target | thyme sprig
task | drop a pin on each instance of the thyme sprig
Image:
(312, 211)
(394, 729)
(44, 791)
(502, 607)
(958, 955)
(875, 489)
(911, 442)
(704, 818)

-- -- --

> Stated problem:
Reproduce the listing above word for word, keeping every line.

> Solution:
target | thyme sprig
task | drop a pin on each instance of the thyme sprig
Image:
(312, 211)
(394, 729)
(44, 791)
(502, 607)
(958, 955)
(875, 489)
(911, 442)
(704, 818)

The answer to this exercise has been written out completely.